**Task objective:** The answer must consist of every line below that holds the word "item".

=== Begin Enclosure ===

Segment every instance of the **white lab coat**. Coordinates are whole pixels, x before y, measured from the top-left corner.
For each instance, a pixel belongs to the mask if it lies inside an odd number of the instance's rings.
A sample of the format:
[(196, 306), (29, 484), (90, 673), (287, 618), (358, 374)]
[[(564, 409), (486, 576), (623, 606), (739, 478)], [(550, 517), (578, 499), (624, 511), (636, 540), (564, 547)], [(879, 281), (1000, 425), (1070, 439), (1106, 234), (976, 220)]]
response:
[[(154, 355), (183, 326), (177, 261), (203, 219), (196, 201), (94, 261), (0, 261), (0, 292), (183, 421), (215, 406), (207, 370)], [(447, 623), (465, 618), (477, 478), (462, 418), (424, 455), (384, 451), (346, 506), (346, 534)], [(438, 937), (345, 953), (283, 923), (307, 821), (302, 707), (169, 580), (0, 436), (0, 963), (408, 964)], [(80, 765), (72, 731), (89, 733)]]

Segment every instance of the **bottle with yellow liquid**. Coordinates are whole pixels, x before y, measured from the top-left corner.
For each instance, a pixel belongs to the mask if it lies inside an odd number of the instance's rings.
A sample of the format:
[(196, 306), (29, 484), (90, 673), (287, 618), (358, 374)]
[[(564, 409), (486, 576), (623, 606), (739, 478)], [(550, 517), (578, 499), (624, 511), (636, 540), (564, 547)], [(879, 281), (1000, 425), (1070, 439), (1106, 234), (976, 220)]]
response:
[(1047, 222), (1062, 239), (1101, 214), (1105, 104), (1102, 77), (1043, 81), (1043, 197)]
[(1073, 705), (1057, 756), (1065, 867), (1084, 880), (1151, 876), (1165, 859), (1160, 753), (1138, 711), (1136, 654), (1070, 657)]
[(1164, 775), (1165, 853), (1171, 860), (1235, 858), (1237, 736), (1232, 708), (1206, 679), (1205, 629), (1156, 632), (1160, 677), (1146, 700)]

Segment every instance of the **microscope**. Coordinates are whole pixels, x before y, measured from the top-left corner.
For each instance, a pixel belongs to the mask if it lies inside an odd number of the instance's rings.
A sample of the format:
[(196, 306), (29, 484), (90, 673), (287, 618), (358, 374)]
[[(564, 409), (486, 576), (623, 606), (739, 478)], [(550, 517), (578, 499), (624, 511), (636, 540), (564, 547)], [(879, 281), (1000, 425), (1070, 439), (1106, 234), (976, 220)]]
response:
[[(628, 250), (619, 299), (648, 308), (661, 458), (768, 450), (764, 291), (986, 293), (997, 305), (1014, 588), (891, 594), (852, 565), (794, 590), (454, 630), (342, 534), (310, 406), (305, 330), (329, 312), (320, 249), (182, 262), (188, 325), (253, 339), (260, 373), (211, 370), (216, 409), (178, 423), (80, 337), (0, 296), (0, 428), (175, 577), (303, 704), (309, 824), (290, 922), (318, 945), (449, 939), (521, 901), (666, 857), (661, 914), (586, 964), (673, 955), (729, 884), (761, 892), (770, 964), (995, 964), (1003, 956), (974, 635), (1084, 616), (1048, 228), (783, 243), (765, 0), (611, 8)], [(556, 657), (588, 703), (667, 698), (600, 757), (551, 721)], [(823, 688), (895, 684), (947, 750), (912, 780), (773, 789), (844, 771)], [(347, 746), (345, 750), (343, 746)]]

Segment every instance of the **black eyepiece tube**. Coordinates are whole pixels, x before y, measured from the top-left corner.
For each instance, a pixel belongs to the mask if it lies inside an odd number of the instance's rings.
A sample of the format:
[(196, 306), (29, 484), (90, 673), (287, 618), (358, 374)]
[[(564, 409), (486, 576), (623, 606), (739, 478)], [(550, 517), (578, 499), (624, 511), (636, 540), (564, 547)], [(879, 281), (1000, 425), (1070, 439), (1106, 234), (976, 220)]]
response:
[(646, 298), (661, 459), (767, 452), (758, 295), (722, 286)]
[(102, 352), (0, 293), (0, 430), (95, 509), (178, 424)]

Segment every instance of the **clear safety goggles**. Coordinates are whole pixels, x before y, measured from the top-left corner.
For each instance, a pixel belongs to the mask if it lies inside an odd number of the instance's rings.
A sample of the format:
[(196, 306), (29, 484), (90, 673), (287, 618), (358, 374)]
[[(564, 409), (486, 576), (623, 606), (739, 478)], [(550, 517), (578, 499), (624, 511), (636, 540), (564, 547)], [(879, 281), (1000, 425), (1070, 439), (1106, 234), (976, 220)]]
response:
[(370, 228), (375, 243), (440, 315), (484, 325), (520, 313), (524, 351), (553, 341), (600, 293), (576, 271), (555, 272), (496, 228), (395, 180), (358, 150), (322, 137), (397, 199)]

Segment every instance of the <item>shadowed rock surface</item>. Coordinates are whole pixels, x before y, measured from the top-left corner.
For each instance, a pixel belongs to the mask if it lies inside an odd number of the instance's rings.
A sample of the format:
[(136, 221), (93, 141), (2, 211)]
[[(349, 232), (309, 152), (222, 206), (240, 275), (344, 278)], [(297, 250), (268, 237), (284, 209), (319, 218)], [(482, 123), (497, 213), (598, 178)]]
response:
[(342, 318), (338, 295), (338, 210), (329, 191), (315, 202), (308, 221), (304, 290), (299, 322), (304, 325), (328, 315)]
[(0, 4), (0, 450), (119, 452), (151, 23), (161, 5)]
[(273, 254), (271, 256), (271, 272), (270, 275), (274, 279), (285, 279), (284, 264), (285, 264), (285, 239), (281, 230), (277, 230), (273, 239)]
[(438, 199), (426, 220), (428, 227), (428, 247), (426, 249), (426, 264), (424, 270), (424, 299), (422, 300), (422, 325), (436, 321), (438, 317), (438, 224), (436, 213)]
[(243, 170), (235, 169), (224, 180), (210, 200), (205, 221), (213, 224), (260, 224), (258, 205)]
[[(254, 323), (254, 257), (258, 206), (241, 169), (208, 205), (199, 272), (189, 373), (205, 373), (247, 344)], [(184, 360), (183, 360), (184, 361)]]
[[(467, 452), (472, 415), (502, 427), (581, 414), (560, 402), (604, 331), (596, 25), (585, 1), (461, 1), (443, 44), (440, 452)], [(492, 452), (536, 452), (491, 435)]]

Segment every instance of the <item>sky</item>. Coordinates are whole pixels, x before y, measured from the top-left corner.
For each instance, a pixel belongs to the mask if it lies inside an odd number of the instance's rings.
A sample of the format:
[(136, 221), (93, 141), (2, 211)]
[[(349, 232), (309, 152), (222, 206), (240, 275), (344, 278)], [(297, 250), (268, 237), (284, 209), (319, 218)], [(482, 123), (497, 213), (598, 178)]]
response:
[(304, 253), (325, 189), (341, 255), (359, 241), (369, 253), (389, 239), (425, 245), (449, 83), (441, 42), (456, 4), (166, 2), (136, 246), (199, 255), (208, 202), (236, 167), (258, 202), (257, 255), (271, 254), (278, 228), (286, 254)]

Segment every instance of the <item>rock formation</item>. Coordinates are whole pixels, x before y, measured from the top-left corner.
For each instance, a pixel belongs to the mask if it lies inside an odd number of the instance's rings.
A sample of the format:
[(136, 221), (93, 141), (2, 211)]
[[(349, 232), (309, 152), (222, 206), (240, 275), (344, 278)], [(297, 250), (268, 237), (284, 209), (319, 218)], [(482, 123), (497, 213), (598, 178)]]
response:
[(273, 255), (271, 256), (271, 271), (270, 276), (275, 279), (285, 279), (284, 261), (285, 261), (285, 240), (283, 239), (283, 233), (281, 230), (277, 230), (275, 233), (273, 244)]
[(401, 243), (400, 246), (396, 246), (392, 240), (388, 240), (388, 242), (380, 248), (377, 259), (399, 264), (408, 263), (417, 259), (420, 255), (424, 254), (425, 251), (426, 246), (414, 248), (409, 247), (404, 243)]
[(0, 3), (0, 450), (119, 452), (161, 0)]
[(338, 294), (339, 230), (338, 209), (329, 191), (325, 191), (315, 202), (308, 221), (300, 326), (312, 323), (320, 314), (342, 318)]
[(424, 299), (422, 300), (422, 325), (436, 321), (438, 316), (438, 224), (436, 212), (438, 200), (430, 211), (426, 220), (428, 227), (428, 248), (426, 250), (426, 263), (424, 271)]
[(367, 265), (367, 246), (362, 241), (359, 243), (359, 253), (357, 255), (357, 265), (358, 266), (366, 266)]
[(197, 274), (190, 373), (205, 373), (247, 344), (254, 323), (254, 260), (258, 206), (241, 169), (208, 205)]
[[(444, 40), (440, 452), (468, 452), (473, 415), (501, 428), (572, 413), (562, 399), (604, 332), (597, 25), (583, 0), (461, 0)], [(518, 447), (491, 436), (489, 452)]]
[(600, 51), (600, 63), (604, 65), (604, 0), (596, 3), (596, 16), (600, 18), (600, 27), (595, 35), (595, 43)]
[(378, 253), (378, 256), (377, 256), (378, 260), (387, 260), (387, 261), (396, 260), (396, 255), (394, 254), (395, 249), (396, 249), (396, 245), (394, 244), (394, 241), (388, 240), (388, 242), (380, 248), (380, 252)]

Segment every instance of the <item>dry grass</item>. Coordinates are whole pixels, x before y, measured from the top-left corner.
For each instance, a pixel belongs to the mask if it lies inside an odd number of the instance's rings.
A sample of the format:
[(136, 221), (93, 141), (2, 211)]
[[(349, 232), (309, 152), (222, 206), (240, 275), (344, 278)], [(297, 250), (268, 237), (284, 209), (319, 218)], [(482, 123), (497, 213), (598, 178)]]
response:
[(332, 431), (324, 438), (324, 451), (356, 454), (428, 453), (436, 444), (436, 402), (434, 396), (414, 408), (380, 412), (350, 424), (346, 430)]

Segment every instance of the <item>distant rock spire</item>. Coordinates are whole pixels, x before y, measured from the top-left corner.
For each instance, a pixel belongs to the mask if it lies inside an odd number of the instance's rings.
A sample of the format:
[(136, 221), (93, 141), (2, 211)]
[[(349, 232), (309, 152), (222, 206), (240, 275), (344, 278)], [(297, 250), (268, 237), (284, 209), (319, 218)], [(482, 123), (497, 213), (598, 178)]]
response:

=== End Enclosure ===

**Task solution:**
Segment every instance of the <item>shadowed rock surface</item>. Coordinates are whole pixels, x before y, measured from the top-left corner.
Segment every instance of the <item>sky</item>. Coordinates are whole pixels, x before y, measured from the top-left corner.
Segment every instance of the <item>rock formation</item>. Coordinates are whole pixels, x before y, measured from the top-left corner.
Segment every instance of the <item>dry grass</item>. Coordinates are whole pixels, x before y, measured from the top-left corner.
Segment every instance of the <item>distant rock spire</item>. Coordinates are whole pixels, x before y, measured from the top-left corner.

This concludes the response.